── Data extract ──

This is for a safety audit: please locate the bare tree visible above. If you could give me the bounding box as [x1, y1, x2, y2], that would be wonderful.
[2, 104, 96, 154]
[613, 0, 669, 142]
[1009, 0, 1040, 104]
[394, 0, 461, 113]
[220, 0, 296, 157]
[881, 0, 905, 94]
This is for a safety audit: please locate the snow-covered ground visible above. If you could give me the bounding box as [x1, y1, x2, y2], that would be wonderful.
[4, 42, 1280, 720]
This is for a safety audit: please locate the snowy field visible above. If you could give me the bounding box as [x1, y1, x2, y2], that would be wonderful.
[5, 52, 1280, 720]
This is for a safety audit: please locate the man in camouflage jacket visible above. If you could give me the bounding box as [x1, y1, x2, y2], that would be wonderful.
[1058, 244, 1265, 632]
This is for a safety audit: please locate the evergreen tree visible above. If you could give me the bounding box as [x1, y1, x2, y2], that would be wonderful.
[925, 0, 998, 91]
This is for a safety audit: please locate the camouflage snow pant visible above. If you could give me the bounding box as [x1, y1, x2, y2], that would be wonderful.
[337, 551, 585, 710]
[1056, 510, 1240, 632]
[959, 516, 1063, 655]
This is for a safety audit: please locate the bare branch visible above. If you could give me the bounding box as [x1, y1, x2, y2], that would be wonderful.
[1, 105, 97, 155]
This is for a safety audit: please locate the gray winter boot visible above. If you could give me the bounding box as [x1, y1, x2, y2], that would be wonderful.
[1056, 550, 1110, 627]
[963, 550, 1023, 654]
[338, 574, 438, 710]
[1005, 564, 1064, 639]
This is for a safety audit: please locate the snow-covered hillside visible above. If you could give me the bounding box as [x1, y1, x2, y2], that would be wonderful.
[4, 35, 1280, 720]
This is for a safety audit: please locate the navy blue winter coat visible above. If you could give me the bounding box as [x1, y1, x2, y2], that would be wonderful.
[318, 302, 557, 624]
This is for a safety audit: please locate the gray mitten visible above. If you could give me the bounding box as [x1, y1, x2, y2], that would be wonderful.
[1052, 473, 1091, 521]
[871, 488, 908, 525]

───

Aim of the task :: Once you have read the entries, reproduce each one exactly.

Exercise answer ::
This is for a safety audit: please locate the bare tree visible above. If you could give me the bounding box as [x1, y1, x2, y2], that would be wonderful.
[2, 104, 96, 154]
[613, 0, 669, 142]
[1009, 0, 1040, 104]
[394, 0, 461, 113]
[220, 0, 296, 157]
[881, 0, 905, 94]
This is for a safety audit: please locate the snow-covered ground visible above. If you could give me the bounding box as [x1, y1, x2, y2], that would be wonderful.
[4, 42, 1280, 720]
This is for a safety audit: please locate the snowy field visible above. If you could give me the bounding box as [x1, y1, x2, y2], that would be wonderful.
[5, 52, 1280, 720]
This is for a safety audit: please locate the man in camouflage jacket visible above. If you could give me the bounding box as [x1, y1, x2, y2], that would be wonderful.
[1058, 244, 1265, 632]
This is for a safety audit: please locate the evergreen tree visible above. If you could give me the bounding box as [x1, y1, x2, y2], that would be wonderful.
[925, 0, 998, 91]
This is for a safety audit: please locate the camouflage snow pant visible above. If you could give me the bounding box as [x1, y1, x2, y2], that would be wonderful.
[337, 551, 585, 710]
[1056, 510, 1240, 632]
[959, 516, 1063, 655]
This is for a safety audit: please locate the bare branch visible above. If you could give me the bounding box as [x1, y1, x2, y2], that would be wonderful.
[1, 105, 97, 155]
This is for a safety audit: please locate the gray winter boot visible above. If you could give me the bounding box as [x1, y1, x2, y2], that would be wonderful.
[1056, 550, 1110, 627]
[963, 550, 1023, 654]
[338, 574, 438, 710]
[1005, 564, 1064, 639]
This is for a safety audit: please locate the snow-covered hillside visible above. If you could give me the bounding box as [x1, y1, x2, y2], that would be wonderful.
[4, 35, 1280, 720]
This is for a safety audit: please locate the navy blue winter coat visible above. If you could give me the bounding box as [x1, y1, x2, y2], that would be wonderful.
[318, 302, 557, 624]
This is for a safety audit: please locate the gray mitten visible above. If you could give me the bounding box as [x1, y1, x2, y2], that would be wonderful.
[1052, 473, 1091, 521]
[871, 488, 908, 525]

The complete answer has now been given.